**Extracted data:**
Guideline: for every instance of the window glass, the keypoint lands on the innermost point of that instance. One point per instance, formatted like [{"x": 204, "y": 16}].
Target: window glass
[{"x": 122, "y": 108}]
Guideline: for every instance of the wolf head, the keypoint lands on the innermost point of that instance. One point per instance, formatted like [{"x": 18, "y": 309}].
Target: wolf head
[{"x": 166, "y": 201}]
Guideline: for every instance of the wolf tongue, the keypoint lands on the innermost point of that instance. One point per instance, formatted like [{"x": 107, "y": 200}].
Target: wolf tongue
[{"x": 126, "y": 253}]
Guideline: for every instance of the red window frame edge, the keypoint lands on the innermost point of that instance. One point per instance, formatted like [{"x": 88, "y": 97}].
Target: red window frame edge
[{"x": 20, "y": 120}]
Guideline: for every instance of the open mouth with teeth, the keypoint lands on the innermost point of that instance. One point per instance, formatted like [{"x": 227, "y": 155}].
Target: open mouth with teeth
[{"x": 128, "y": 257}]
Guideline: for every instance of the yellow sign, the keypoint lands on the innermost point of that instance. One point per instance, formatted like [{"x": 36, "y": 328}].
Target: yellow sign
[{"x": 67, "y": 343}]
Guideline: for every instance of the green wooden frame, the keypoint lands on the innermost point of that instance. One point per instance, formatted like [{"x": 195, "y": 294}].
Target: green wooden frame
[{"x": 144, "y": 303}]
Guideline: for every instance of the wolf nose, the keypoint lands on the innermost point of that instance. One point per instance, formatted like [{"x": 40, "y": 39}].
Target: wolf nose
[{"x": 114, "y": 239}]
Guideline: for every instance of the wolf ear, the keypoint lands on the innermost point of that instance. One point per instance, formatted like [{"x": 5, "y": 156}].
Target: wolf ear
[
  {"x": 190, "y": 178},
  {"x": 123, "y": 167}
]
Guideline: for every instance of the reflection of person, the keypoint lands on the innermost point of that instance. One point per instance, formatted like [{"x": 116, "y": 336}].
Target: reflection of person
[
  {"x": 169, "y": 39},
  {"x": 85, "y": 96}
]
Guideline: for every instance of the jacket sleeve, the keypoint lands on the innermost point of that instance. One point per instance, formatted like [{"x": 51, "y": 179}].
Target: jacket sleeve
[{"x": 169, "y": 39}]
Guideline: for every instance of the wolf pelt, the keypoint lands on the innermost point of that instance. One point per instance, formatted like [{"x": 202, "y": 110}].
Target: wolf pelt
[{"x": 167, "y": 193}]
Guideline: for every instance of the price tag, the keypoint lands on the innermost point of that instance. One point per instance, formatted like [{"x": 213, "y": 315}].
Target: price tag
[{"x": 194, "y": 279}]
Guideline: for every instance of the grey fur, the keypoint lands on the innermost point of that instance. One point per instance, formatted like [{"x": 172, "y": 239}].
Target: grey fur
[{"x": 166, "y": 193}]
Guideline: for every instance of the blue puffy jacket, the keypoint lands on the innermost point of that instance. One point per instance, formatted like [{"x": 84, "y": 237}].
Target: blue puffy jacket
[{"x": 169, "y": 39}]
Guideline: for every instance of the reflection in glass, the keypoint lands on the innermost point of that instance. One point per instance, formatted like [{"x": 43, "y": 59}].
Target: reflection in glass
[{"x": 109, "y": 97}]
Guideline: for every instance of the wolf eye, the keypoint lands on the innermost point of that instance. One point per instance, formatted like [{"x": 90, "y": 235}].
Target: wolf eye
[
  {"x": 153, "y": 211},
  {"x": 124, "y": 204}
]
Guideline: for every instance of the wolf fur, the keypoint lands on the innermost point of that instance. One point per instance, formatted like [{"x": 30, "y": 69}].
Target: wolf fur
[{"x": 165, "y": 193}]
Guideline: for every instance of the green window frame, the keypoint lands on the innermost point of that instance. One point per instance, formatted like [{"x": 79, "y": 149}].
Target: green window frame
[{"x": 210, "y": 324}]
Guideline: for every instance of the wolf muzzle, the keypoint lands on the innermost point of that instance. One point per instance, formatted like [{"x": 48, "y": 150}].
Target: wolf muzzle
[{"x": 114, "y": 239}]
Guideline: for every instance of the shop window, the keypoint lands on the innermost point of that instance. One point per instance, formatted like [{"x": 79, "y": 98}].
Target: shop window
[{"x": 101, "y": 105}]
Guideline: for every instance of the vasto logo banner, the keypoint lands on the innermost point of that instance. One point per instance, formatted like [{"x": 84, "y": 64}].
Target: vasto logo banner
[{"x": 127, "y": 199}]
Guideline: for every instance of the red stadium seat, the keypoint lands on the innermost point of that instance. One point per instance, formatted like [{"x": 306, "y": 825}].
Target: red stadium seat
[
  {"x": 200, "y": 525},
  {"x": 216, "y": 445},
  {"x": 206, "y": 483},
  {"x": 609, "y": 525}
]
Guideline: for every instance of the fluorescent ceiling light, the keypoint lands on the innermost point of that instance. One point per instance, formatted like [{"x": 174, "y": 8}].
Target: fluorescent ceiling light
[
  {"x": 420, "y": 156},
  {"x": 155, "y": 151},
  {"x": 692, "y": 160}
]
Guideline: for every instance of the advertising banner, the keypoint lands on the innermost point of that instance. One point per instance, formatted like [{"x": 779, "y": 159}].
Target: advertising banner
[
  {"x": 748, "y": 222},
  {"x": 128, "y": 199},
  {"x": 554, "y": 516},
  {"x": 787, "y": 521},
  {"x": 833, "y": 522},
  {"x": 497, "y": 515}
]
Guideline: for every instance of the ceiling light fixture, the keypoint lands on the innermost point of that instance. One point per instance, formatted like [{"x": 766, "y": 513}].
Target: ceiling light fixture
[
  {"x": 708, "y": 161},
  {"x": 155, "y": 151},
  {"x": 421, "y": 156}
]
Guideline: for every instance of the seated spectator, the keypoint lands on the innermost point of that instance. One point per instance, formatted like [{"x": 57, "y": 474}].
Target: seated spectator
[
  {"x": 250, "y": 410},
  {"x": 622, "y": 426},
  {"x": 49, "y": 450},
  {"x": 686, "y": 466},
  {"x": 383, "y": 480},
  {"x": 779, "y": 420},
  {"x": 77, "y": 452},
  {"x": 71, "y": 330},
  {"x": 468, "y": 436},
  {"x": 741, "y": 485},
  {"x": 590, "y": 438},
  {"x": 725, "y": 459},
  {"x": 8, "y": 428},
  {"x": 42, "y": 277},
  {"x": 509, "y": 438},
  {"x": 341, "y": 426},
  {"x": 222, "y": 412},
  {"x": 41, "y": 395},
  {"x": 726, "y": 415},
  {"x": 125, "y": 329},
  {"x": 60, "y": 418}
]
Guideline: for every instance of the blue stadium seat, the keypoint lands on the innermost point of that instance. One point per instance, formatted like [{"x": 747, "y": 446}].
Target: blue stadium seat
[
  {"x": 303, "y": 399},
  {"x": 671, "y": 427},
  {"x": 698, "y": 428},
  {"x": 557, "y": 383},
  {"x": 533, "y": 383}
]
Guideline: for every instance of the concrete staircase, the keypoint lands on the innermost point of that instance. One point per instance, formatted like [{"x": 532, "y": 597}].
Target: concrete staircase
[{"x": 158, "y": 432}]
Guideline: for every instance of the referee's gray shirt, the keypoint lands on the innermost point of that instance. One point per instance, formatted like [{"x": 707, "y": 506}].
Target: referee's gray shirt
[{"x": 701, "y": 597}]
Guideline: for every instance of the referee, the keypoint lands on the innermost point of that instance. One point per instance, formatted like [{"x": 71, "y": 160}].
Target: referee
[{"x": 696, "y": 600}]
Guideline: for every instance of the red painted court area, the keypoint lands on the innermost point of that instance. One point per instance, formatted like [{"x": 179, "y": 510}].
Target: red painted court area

**What needs to be done:** Find the line that contains "Guideline: for every instance of the referee's" in the listing above. Retype it and every line after it up to the last, exactly, and nothing else.

**The output:**
Guideline: for every instance of the referee's gray shirt, the keypoint lands on the innermost point of that instance. One point per instance, formatted like [{"x": 707, "y": 506}].
Target: referee's gray shirt
[{"x": 701, "y": 597}]
Guideline: for every instance of the referee, the keypoint lands on the innermost point of that instance. One point per instance, formatted like [{"x": 71, "y": 160}].
Target: referee
[{"x": 696, "y": 600}]
Guideline: for every instance of the red painted court area, the keypoint lands on the innermost point of that instance. One point per instance, formatted like [{"x": 179, "y": 510}].
Target: red painted court area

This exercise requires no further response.